▶ _Text shown_:
MongoDB Vs Cassandra

MongoDB vs Cassandra

Cassandra Logo

Over the 2 years we’ve been using MongoDB in production with our server monitoring tool, Server Density, we’ve built up significant experience and knowledge about how it works. Back in 2009 when I was looking at a replacement for MySQLI looked at Cassandra but dismissed it because MongoDB had several advantages, and Cassandra was still extremely early stage (even more so than MongoDB at the time). Having been invited to give a comparison at the Cassandra London Meetup, I thought I’d revisit it to see how it compares today.

Disclaimer: It’s important to note that much of what I know about MongoDB has been learnt through using it in production. We don’t use Cassandra so any comparisons are going to be fairly superficial but they will still be relevant because that’s the stage most people will be in when they are considering which database to pick. As a result of this I will try to avoid making technical comparisons about specific features because this will be biased towards my extensive understanding on MongoDB vs a limited understanding of Cassandra.

As such, this comparison is split into 2 types of difference – usage and operations.

  • Usage: The actual usage as a developer implementing the application with the database.
  • Operations: Points which are not directly about the core database but it’s suitability for production and management on an operational level.

That said, I will start with several technical comparisons because these are important to understand.

▶ _Stated task A_: In the MongoDB vs Cassandra comparison, why does the writer plan to avoid technical comparisons about specific features?

▶ _Listing_:
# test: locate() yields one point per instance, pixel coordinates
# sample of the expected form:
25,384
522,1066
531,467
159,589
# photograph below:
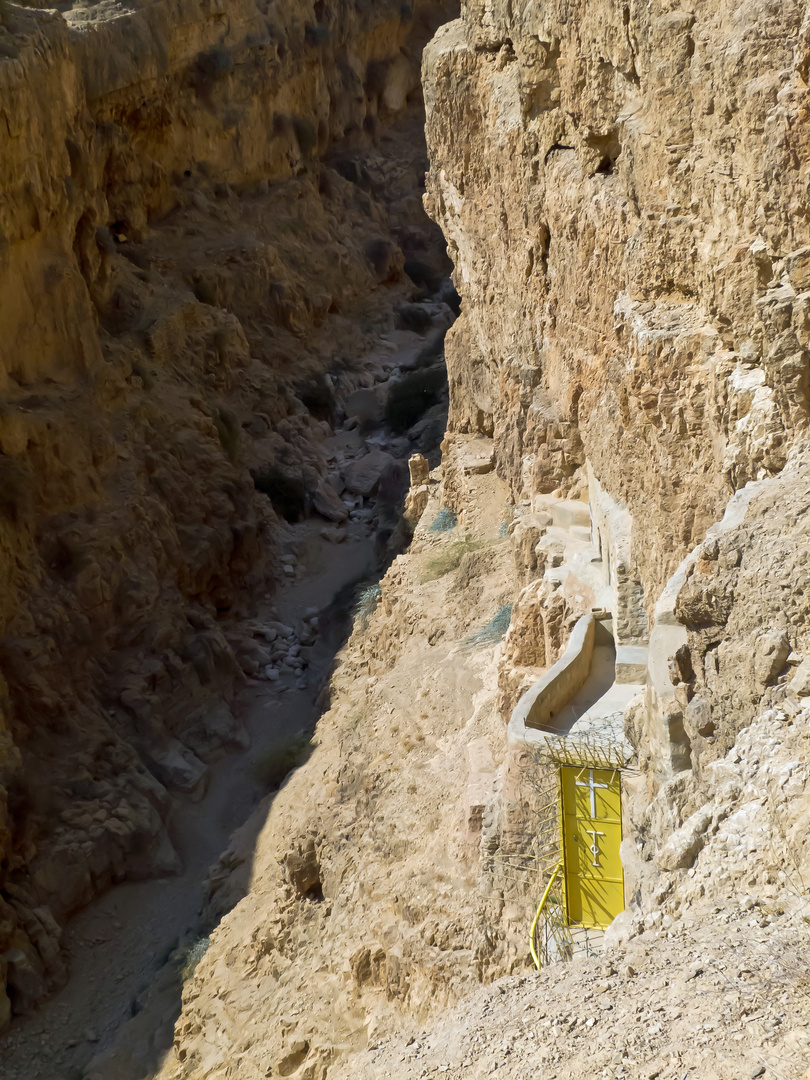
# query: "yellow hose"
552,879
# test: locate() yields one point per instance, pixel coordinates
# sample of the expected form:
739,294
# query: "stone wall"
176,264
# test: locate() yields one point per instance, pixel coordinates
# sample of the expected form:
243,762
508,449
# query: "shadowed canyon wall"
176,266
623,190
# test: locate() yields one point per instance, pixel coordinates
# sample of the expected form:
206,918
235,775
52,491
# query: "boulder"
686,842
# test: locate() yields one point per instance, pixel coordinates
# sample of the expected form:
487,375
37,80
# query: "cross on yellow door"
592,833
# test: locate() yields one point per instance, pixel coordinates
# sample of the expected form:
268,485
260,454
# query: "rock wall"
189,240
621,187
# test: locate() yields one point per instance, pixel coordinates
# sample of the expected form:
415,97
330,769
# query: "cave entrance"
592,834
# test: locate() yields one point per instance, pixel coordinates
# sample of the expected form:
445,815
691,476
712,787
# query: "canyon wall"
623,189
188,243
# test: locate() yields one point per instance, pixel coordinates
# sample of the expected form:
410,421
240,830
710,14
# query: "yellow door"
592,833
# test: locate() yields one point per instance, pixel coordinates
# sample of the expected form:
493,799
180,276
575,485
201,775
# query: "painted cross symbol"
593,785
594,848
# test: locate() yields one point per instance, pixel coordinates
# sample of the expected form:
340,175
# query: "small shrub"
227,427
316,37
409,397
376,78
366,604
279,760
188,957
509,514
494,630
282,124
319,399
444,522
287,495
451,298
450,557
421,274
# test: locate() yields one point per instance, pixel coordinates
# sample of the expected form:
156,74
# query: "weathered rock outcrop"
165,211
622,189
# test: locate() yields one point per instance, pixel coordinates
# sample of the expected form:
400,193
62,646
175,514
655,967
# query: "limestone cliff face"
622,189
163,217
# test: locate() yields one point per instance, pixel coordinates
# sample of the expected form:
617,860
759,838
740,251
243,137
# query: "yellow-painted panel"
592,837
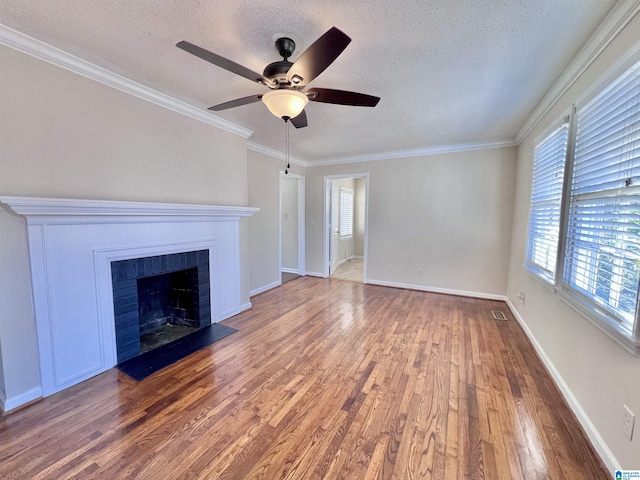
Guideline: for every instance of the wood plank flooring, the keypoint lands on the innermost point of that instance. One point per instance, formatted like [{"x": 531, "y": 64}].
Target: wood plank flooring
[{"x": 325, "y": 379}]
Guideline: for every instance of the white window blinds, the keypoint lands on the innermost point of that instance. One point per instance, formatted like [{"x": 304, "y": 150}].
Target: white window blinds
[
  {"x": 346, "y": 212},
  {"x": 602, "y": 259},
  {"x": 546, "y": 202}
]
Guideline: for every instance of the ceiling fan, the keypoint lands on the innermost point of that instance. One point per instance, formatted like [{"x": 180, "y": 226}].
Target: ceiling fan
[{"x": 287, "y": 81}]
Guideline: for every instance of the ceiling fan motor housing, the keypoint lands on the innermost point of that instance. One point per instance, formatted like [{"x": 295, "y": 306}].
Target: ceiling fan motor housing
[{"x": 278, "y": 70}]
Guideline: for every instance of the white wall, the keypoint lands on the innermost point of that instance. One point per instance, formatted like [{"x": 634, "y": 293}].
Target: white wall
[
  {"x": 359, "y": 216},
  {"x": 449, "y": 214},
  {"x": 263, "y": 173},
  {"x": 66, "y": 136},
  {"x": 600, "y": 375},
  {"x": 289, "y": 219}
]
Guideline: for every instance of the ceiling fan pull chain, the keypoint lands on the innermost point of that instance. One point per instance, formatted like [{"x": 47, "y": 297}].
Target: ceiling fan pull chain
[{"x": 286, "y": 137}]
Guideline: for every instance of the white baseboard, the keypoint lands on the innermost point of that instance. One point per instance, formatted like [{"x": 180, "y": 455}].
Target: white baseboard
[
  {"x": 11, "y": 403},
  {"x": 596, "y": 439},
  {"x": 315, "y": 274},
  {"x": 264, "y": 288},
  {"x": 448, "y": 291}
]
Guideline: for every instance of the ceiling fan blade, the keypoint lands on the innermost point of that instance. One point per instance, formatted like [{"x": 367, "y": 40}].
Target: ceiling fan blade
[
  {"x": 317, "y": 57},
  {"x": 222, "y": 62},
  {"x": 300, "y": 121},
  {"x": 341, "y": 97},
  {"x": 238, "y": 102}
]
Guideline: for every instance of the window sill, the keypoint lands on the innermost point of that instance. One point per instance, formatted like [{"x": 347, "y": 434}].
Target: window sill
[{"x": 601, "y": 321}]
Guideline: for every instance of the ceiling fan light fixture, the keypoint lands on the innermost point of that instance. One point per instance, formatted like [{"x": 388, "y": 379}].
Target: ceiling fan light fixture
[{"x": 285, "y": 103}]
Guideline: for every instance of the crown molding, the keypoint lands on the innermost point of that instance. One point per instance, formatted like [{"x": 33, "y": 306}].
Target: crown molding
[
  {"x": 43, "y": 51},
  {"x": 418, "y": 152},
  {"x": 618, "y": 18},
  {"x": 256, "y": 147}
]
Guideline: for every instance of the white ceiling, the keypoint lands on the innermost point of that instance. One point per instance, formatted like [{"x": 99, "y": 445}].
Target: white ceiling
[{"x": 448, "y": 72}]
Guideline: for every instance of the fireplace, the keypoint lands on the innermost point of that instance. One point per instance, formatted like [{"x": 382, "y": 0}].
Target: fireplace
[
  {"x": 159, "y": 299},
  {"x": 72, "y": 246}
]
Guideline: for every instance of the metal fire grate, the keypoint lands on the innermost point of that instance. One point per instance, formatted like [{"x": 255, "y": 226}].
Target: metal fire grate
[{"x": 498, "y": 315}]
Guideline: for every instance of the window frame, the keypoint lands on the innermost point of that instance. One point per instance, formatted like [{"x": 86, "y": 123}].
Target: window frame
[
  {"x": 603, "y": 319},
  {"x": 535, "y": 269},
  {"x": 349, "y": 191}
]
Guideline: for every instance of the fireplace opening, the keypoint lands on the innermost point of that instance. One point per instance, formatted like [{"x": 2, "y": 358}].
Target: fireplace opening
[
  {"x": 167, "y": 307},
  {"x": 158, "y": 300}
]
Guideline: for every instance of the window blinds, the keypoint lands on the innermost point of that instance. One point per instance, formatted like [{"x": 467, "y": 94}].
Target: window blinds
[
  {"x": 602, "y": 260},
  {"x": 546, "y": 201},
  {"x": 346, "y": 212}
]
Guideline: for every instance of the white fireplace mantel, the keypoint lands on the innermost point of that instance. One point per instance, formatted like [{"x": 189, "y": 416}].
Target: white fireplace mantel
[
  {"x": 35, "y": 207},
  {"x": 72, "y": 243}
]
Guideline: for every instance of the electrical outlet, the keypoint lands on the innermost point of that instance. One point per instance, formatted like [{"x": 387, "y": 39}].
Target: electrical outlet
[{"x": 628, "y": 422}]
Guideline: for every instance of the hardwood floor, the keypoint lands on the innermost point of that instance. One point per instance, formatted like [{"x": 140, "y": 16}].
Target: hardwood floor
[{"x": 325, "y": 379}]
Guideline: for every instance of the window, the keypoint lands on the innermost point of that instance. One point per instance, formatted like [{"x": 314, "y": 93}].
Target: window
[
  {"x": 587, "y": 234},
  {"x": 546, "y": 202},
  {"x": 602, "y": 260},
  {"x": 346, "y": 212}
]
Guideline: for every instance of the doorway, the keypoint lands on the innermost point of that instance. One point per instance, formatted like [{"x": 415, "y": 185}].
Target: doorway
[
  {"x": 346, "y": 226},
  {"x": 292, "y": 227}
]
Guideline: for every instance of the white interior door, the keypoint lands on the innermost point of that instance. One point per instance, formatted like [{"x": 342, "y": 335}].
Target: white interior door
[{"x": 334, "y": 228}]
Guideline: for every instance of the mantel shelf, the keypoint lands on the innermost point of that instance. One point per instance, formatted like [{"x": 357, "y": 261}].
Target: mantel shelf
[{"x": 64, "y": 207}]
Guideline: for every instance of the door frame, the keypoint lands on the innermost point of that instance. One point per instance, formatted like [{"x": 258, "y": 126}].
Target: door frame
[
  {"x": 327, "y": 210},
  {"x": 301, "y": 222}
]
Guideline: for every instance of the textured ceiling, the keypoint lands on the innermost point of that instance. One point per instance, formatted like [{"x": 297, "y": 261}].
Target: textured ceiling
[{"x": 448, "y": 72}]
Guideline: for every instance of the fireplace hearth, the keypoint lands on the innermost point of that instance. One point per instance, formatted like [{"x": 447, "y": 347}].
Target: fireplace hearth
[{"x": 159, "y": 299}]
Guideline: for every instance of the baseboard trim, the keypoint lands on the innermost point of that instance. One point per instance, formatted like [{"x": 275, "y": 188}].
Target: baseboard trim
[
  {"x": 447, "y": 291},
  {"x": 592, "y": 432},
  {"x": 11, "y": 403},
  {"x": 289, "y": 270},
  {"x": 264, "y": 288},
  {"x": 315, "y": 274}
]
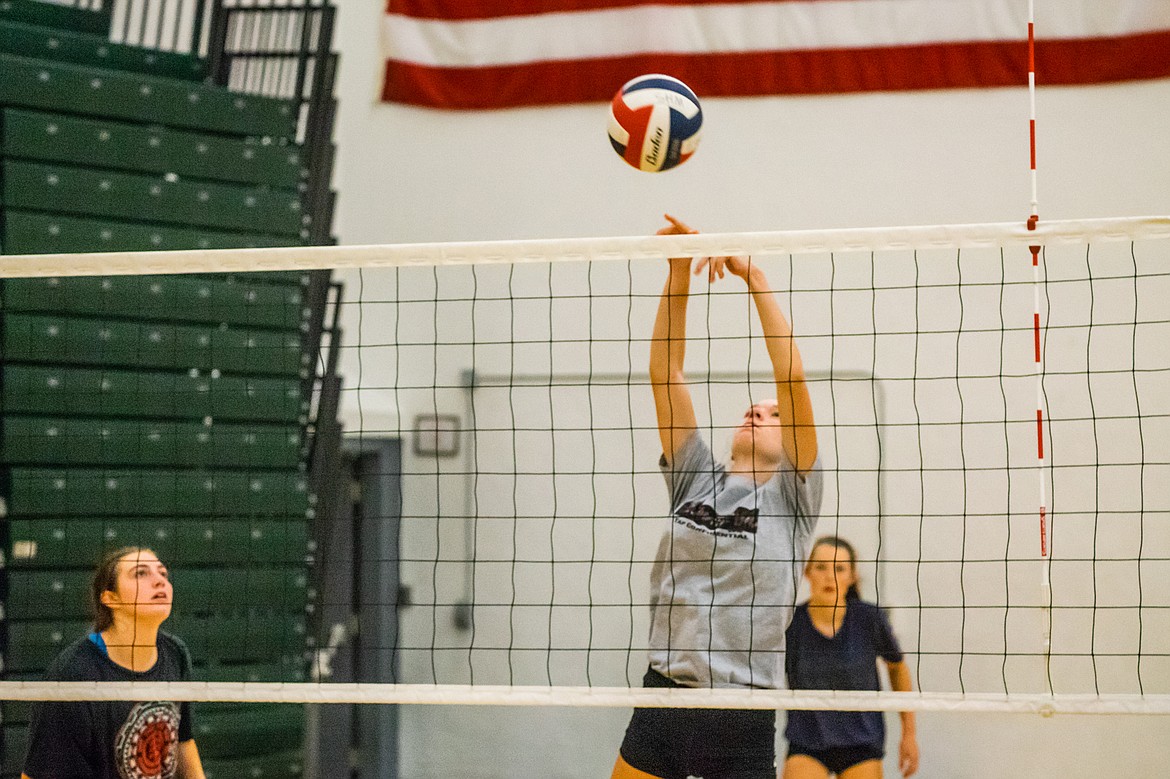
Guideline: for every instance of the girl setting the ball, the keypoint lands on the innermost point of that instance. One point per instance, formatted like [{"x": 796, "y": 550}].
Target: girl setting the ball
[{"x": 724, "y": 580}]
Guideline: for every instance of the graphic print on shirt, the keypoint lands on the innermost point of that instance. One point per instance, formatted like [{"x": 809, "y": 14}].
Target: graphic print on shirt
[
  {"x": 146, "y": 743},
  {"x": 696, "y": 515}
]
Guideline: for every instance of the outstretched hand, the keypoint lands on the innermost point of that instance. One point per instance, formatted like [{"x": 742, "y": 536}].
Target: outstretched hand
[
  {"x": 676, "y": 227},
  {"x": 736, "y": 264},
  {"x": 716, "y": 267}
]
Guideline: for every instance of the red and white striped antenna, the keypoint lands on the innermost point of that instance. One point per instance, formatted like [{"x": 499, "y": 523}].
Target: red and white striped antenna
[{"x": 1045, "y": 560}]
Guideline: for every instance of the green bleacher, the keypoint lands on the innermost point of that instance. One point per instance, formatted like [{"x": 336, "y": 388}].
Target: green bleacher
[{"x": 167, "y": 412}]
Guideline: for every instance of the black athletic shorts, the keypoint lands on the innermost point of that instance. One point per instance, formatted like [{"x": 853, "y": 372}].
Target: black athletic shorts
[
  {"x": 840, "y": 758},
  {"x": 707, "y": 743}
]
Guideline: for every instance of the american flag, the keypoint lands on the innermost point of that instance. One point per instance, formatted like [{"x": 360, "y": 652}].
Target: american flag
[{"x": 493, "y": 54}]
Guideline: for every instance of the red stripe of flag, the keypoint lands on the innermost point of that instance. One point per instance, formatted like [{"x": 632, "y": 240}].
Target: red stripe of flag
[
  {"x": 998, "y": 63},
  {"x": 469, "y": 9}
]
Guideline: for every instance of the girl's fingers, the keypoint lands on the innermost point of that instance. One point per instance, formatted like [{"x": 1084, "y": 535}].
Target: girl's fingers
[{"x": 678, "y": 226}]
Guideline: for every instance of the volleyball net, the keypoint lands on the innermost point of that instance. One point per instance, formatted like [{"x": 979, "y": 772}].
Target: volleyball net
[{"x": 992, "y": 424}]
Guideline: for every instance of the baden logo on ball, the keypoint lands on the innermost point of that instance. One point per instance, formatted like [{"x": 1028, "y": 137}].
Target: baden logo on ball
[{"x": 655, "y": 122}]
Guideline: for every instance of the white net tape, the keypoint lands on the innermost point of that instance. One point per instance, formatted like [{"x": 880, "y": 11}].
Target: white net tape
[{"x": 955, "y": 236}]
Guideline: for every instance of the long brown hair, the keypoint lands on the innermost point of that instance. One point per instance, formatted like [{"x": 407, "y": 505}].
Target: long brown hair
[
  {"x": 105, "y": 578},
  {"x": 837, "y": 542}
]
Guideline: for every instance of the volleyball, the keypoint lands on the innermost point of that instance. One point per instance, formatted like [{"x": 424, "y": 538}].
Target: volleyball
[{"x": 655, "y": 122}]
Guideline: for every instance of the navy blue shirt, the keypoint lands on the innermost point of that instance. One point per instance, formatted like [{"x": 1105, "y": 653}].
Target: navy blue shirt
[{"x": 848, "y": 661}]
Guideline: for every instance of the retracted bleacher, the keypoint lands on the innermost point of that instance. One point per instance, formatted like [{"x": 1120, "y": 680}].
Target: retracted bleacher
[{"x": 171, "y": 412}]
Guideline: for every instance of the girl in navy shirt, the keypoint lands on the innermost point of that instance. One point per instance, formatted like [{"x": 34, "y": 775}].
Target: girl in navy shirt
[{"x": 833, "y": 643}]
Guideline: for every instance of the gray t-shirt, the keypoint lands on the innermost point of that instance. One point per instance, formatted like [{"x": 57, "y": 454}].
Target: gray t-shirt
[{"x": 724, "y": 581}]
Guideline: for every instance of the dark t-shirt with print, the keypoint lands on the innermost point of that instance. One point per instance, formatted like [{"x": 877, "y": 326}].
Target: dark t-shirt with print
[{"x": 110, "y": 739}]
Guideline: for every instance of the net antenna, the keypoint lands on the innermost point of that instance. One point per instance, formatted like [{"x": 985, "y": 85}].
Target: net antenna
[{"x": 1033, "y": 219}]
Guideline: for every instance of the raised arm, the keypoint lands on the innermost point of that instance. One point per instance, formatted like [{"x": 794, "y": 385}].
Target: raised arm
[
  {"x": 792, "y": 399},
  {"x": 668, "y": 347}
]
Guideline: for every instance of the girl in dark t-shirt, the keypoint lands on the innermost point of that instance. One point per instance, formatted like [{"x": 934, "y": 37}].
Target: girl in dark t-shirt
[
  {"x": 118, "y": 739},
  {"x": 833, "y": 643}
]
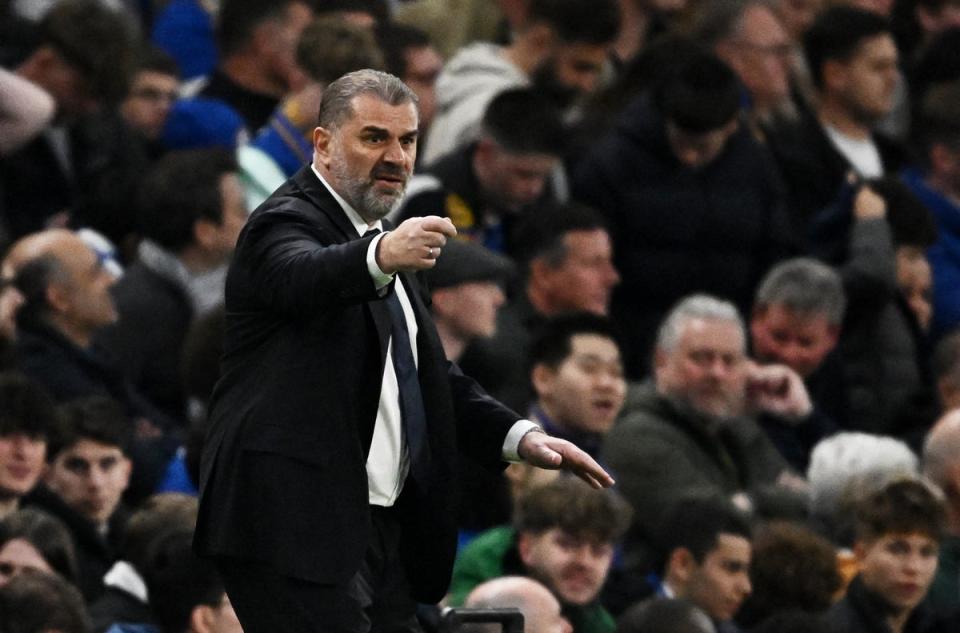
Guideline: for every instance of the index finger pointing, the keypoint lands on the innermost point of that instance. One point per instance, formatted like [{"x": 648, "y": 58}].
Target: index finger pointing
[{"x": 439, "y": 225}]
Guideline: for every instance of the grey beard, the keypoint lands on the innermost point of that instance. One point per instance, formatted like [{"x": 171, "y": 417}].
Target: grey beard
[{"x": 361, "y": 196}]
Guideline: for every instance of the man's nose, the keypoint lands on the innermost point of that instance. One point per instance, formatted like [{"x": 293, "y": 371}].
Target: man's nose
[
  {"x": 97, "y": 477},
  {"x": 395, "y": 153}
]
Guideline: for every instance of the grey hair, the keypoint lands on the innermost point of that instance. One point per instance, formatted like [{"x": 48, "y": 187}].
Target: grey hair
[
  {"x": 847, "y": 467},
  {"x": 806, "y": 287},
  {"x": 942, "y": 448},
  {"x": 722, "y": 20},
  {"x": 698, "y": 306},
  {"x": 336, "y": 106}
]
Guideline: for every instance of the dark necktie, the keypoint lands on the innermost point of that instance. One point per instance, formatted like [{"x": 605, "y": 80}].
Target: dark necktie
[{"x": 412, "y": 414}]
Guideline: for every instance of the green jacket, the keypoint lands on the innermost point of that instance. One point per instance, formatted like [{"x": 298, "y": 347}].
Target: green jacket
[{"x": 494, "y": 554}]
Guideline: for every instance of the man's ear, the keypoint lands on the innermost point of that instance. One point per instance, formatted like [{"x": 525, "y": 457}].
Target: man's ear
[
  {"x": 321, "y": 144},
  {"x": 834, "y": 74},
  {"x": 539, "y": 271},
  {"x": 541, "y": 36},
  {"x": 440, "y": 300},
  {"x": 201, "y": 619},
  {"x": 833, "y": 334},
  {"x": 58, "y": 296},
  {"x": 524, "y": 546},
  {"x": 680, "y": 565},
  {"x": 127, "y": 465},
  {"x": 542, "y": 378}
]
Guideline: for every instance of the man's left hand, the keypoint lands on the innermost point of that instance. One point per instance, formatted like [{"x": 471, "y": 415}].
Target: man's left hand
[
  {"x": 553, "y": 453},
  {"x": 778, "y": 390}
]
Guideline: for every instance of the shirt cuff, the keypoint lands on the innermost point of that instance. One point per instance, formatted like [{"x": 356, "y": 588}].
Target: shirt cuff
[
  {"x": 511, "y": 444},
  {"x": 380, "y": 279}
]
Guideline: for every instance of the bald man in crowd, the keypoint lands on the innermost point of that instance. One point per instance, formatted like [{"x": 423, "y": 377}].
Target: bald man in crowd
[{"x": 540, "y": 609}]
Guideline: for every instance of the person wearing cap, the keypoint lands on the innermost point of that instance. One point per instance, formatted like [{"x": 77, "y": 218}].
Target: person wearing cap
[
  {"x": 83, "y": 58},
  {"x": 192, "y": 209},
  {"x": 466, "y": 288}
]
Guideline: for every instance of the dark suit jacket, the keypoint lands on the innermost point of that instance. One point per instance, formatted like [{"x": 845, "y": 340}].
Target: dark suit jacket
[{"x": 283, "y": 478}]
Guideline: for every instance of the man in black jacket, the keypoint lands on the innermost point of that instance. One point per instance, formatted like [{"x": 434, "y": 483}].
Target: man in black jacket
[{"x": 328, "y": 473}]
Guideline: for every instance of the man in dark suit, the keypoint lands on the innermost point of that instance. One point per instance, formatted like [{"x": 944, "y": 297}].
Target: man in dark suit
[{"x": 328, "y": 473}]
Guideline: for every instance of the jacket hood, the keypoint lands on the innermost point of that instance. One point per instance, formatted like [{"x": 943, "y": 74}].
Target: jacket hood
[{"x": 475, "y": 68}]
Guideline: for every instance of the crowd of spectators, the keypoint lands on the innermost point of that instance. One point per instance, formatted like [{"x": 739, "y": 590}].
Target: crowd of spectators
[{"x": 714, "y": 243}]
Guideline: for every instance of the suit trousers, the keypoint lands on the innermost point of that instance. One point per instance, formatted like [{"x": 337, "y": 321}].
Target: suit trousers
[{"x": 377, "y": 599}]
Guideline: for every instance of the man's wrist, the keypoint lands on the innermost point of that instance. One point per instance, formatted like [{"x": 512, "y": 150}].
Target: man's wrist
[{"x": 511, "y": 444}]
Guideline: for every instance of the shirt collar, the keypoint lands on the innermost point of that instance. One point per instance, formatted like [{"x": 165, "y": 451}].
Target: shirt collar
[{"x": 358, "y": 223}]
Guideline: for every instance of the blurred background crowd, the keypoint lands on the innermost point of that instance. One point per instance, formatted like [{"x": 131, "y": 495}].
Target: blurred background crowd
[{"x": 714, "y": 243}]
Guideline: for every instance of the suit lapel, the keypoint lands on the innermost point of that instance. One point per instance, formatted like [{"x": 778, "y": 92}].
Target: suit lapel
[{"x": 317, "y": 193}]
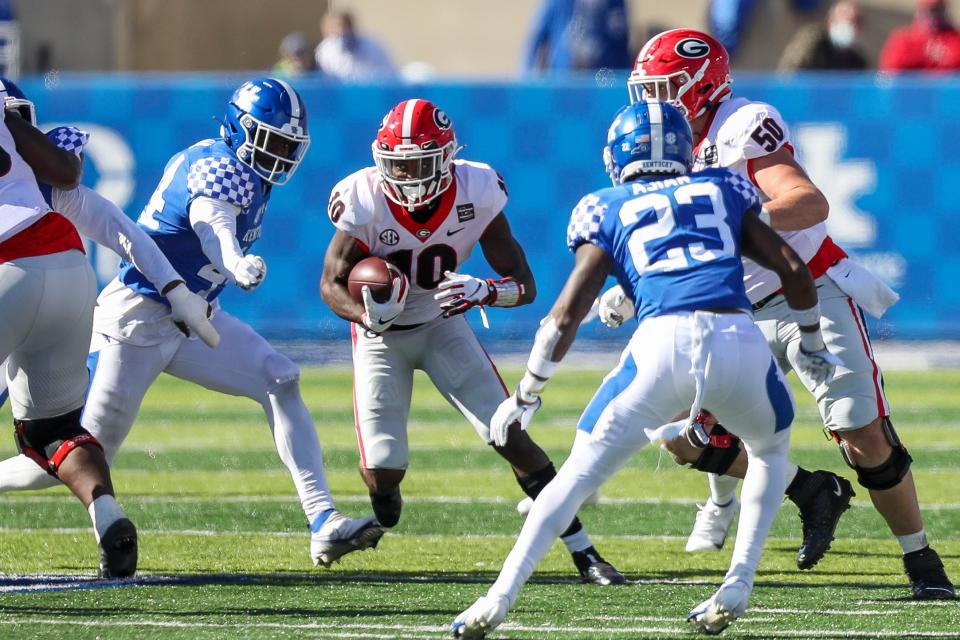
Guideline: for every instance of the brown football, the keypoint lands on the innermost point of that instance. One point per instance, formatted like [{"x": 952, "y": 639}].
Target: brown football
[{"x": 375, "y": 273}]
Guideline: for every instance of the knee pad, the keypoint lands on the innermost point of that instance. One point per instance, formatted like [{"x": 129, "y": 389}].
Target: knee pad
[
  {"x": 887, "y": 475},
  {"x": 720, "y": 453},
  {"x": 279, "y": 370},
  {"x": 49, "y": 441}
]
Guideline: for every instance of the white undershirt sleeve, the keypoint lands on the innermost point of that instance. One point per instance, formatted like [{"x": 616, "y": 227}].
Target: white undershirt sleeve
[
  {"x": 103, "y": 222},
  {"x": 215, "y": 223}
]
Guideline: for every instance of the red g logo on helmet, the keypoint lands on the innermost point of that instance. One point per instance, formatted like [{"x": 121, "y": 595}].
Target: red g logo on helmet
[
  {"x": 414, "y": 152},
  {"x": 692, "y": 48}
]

▶ _Stated task B_: Select each line of the entries that holds the word "fireplace".

▶ _Problem solution A_: The writer says such comparisons would be biased toward an extensive understanding of MongoDB, gained through using it in production, over a limited understanding of Cassandra, which the writer's team doesn't use.

▶ _Problem solution B_:
Guideline: for every instance of the fireplace, the keypoint lands on the innermost point of that instance. One point per instance, formatted like [{"x": 382, "y": 0}].
Target: fireplace
Guideline: for every instance of the fireplace opening, the keypoint lands on the innermost point of that instance. One point per instance, formatted like [{"x": 2, "y": 358}].
Target: fireplace opening
Guideline: for every instance of the white fireplace mantel, the keypoint lands on the innermost point of that instance. One point per instance, formatted like [{"x": 189, "y": 416}].
Target: white fireplace mantel
Guideline: for every instance of the fireplace hearth, the keypoint lands on the innermost point of that instance. One point per instance, formatted like [{"x": 447, "y": 347}].
Target: fireplace hearth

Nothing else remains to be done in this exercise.